▶ _What you are asked to do_
Stop at the line containing "identify every tree": every line of the listing from the first up to that one must be set down exactly.

▶ _Input data_
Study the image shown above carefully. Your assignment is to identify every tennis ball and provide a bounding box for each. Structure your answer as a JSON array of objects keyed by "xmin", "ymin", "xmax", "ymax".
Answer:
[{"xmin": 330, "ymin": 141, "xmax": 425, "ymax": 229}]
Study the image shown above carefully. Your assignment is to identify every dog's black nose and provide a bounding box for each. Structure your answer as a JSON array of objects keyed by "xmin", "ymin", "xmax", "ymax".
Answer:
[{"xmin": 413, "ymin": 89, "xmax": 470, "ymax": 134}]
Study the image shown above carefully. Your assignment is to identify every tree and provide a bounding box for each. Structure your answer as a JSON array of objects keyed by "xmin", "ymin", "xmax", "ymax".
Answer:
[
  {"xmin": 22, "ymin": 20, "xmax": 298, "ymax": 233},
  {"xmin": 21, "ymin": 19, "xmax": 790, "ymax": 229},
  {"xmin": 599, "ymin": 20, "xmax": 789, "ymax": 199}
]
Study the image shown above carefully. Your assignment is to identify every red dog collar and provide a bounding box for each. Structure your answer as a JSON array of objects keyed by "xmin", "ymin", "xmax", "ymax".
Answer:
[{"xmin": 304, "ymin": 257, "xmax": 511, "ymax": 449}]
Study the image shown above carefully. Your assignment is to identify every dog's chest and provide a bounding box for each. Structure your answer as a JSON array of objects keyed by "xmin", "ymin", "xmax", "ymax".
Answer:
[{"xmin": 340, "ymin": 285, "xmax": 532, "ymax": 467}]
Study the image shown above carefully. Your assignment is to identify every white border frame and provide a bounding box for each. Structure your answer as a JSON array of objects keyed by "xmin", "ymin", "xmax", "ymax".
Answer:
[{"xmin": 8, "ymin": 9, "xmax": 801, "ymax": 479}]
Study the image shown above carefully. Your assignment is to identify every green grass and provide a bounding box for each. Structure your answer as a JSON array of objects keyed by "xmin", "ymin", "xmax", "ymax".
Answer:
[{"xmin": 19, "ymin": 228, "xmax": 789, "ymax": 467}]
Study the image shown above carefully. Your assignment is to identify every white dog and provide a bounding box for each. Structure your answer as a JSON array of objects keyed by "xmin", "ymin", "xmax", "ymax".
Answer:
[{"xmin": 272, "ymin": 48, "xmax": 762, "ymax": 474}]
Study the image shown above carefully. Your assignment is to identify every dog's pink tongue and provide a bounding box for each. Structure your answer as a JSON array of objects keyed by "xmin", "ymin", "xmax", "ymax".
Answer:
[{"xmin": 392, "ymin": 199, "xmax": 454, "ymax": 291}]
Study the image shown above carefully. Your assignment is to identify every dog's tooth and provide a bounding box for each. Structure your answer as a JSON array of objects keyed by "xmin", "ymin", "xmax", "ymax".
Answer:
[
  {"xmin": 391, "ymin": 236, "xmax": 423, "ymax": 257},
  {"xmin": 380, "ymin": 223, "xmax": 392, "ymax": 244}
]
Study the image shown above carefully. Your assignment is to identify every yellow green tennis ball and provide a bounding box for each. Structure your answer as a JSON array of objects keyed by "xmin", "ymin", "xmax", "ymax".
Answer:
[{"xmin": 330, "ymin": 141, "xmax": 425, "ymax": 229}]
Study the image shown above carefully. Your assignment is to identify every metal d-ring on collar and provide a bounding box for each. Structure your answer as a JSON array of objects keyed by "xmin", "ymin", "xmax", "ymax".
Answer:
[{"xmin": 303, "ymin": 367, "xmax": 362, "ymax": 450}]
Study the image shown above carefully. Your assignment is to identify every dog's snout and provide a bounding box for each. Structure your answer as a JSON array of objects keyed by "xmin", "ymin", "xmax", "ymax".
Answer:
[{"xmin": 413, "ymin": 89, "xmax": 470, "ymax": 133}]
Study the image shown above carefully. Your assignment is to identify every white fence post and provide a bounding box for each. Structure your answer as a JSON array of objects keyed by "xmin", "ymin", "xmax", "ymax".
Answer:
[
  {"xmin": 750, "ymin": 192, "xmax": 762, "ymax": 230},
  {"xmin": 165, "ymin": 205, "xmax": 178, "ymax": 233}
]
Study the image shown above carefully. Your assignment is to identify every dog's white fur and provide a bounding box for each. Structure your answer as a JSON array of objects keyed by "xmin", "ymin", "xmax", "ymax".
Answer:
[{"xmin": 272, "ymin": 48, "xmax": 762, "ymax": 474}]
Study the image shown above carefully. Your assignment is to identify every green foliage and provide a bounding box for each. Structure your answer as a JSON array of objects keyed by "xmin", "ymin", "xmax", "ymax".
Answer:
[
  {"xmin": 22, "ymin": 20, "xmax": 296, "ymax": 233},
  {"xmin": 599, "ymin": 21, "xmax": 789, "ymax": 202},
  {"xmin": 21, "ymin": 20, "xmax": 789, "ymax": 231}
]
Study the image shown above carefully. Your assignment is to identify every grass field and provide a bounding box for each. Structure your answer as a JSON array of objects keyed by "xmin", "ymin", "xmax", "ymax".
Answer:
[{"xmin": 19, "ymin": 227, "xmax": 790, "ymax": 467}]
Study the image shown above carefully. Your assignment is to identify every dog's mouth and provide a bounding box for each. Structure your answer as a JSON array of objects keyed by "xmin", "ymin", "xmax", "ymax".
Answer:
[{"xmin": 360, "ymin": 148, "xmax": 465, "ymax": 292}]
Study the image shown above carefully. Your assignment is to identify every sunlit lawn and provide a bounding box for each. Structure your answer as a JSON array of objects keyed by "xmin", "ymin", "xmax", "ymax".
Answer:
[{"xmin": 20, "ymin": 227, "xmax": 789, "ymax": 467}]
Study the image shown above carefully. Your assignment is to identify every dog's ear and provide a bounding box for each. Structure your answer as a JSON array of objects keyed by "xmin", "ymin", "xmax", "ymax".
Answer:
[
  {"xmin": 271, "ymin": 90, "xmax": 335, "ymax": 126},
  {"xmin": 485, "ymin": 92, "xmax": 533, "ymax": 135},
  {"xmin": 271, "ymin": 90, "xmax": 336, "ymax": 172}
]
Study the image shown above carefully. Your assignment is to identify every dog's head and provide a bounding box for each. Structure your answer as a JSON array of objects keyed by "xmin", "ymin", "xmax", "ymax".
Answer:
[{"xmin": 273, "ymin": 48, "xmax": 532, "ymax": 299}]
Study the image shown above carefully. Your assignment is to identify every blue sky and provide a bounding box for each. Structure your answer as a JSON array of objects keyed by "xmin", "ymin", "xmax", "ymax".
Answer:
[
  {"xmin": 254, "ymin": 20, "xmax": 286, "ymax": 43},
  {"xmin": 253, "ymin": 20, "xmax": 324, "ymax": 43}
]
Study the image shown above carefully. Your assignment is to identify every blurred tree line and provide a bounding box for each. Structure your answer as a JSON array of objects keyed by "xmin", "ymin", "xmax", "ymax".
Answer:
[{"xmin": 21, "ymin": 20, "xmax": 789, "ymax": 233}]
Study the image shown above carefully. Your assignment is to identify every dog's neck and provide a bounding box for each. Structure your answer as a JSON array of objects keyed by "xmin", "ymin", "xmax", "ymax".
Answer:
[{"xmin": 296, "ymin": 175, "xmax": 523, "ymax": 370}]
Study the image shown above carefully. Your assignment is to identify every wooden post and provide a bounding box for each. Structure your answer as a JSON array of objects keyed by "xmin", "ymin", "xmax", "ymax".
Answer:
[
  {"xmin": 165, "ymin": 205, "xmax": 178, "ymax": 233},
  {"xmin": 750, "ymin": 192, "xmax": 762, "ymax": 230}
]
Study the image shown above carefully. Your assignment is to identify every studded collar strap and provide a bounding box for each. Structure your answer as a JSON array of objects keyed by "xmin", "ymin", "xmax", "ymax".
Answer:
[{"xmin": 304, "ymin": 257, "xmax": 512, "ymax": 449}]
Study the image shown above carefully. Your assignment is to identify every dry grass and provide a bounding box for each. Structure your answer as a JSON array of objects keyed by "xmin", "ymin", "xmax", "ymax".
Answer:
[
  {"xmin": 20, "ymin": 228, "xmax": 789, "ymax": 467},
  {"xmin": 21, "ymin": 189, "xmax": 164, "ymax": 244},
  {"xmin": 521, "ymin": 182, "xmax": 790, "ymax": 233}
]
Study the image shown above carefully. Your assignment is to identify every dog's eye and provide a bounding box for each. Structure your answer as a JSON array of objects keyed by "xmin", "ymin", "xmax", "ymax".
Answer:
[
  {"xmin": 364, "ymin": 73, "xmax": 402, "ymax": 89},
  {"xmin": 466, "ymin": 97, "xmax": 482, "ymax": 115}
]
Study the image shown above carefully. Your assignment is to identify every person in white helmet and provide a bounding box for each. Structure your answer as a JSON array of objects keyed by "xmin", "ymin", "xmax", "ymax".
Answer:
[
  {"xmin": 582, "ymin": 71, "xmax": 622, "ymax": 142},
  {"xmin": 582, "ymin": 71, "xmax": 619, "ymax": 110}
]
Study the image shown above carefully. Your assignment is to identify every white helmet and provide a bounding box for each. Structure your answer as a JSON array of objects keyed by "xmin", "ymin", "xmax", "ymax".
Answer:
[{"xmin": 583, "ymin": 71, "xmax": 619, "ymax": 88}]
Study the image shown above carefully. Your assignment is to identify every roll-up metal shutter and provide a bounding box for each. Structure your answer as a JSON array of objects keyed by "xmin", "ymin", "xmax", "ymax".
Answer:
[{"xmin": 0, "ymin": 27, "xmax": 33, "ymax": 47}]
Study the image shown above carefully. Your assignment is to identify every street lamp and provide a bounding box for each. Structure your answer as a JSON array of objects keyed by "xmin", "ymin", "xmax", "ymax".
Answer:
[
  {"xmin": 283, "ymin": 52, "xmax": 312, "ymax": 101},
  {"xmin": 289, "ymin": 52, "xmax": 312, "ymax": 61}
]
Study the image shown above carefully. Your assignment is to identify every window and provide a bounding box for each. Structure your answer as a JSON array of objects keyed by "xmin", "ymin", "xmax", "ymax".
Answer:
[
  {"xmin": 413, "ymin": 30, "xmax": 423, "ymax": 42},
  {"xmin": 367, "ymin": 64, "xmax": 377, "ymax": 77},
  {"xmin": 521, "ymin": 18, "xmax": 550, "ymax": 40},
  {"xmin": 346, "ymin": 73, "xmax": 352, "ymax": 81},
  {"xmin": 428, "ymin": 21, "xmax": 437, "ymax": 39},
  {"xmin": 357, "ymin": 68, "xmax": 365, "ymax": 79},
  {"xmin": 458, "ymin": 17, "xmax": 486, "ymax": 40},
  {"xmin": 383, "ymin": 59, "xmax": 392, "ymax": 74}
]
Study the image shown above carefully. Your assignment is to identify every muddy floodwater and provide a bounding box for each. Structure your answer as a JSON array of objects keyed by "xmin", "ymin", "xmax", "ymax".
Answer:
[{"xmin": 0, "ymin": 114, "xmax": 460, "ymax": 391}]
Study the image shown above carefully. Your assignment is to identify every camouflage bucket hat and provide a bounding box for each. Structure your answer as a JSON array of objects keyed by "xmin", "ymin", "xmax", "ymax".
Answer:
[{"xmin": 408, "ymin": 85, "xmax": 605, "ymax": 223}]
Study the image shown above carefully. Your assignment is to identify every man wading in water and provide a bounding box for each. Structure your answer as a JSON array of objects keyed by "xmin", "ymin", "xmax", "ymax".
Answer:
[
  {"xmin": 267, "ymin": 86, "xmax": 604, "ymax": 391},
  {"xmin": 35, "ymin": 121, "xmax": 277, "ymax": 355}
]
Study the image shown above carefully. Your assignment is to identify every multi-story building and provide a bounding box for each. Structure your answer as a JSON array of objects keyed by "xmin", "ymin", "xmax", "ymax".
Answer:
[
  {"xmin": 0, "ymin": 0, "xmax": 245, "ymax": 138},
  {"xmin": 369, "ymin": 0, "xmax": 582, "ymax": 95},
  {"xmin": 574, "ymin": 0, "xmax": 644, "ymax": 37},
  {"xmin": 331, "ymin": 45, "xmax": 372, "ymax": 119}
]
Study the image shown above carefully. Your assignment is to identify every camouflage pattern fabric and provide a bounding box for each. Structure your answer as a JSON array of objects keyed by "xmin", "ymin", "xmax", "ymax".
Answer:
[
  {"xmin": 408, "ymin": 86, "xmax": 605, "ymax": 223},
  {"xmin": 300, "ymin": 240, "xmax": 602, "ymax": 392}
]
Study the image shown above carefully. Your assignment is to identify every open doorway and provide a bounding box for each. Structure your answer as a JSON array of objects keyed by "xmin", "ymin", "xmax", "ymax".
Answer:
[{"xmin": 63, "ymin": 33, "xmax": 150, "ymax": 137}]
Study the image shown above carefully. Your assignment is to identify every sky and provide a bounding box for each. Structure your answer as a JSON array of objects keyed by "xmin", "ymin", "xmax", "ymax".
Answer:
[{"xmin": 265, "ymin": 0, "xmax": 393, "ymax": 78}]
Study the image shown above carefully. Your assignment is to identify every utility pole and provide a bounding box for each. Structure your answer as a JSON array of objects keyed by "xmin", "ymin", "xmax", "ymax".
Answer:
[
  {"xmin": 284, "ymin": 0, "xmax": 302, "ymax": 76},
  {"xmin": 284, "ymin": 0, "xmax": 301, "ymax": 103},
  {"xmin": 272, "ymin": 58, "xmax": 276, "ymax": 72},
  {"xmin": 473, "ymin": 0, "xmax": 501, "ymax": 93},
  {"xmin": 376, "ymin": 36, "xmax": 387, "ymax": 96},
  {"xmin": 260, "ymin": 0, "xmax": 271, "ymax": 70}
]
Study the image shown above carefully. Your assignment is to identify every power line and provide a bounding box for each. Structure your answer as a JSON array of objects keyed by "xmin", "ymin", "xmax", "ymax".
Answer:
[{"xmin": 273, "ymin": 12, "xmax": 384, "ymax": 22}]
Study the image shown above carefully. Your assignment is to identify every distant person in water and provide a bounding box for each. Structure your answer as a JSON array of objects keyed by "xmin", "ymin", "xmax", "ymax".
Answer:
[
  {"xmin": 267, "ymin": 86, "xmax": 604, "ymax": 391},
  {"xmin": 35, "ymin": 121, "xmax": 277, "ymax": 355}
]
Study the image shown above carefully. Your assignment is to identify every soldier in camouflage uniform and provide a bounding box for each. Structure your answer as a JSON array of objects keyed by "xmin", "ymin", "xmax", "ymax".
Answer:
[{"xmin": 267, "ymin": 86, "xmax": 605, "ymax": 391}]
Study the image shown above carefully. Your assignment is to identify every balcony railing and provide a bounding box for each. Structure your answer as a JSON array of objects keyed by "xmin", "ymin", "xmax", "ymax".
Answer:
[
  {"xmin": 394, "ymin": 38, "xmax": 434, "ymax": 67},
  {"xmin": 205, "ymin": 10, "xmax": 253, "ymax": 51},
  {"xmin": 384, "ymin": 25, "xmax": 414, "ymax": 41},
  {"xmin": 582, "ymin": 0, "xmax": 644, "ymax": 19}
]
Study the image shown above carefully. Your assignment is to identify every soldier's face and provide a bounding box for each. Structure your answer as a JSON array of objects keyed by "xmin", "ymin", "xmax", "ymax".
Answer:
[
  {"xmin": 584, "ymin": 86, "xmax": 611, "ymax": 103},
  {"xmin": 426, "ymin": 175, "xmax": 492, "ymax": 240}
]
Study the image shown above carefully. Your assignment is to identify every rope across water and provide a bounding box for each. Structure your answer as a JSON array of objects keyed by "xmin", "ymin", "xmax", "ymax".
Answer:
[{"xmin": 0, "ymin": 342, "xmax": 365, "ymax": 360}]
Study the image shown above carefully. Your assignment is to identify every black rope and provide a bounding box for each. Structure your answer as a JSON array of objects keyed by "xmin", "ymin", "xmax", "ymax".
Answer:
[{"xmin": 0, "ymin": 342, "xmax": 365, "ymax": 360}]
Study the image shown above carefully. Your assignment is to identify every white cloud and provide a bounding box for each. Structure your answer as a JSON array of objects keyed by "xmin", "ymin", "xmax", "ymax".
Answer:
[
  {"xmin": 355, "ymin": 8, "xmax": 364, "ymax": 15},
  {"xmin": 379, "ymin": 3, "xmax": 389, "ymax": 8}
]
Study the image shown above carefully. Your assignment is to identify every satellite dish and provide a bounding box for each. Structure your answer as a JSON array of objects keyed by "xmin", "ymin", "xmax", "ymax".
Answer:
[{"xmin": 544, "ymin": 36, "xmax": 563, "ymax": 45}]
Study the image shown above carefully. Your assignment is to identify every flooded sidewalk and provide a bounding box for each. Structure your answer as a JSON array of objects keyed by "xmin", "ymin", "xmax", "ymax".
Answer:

▶ _The answer_
Study the image shown above carefully. Your assignment is to identify every tennis ball and provide a bounding box for each. Structure your answer as a JSON array of objects keyed by "xmin", "ymin", "xmax", "ymax".
Answer:
[{"xmin": 330, "ymin": 141, "xmax": 425, "ymax": 229}]
Study the image shown above carefully. Your assignment is to identify every dog's black nose and provide a bounding box for each. Structure your answer as a JSON array of objects keyed by "xmin", "ymin", "xmax", "ymax".
Answer:
[{"xmin": 413, "ymin": 89, "xmax": 470, "ymax": 134}]
Study the image shown above carefully. Your assignment is to identify every tree and provide a bounding box for each. Structure your answer as a JSON array of objects keyed by "xmin", "ymin", "xmax", "ymax".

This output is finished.